Records for processing:
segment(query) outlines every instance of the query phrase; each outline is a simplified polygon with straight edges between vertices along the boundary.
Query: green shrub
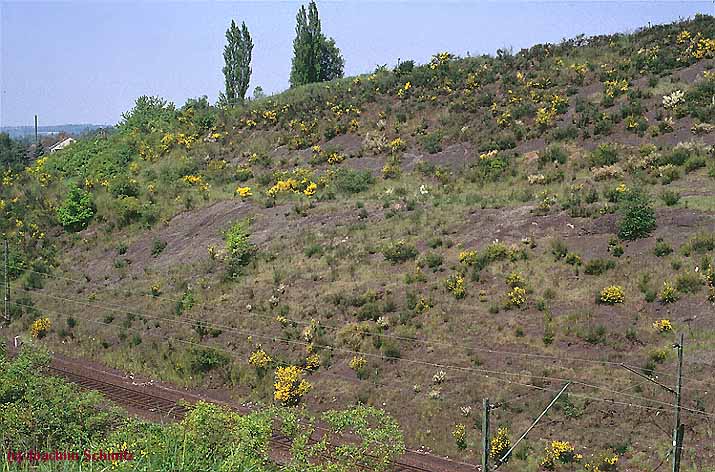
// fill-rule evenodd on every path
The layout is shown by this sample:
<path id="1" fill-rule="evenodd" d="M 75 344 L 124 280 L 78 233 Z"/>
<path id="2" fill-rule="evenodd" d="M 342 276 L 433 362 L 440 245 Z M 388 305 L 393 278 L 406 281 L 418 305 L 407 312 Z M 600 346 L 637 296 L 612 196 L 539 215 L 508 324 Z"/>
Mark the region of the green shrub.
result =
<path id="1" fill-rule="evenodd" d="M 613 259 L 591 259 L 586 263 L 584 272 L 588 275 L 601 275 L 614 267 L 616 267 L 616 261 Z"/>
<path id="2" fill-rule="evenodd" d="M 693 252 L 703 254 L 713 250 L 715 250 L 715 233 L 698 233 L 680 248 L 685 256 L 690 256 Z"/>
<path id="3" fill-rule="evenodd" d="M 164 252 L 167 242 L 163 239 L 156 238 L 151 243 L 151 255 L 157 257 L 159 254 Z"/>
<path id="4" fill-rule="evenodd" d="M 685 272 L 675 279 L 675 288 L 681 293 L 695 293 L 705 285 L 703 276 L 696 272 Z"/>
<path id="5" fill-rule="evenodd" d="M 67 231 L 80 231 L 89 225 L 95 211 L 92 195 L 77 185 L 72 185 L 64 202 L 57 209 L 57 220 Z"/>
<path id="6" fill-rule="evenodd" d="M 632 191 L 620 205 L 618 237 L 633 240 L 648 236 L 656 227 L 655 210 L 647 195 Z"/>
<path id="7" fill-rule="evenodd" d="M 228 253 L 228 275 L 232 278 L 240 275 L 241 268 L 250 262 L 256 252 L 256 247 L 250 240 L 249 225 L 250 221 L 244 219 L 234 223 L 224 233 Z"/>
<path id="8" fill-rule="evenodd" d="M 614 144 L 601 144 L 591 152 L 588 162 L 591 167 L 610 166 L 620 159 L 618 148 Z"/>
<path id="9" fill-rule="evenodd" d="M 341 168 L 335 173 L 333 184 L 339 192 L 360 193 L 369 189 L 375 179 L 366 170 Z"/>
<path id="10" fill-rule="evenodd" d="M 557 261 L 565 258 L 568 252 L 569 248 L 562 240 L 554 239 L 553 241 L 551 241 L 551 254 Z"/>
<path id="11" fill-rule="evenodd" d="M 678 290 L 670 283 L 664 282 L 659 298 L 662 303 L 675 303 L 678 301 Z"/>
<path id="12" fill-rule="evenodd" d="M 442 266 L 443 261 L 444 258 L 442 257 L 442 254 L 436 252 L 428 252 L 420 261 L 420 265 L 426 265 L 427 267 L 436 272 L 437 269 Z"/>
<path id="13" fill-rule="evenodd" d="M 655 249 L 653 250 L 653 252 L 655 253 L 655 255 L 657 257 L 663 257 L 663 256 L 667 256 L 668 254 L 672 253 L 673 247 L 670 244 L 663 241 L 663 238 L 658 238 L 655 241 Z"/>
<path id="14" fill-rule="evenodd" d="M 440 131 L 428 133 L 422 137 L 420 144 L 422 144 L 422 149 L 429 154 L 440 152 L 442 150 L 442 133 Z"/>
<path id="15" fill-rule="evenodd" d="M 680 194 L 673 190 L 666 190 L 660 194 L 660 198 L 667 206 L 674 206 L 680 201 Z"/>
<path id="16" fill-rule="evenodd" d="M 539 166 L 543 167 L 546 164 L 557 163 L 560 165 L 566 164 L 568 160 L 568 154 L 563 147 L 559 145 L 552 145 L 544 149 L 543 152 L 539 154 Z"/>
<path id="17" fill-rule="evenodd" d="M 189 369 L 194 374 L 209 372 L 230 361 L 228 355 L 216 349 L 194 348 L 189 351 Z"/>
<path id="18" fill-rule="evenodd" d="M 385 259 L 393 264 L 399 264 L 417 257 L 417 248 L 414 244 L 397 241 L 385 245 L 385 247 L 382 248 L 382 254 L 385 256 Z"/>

Required work:
Check each line of the records above for "every", and copy those that have it.

Written solution:
segment(query) outlines every instance of the query phrase; each outline is a simplified polygon with straight edges between vertices along the boundary.
// fill-rule evenodd on every path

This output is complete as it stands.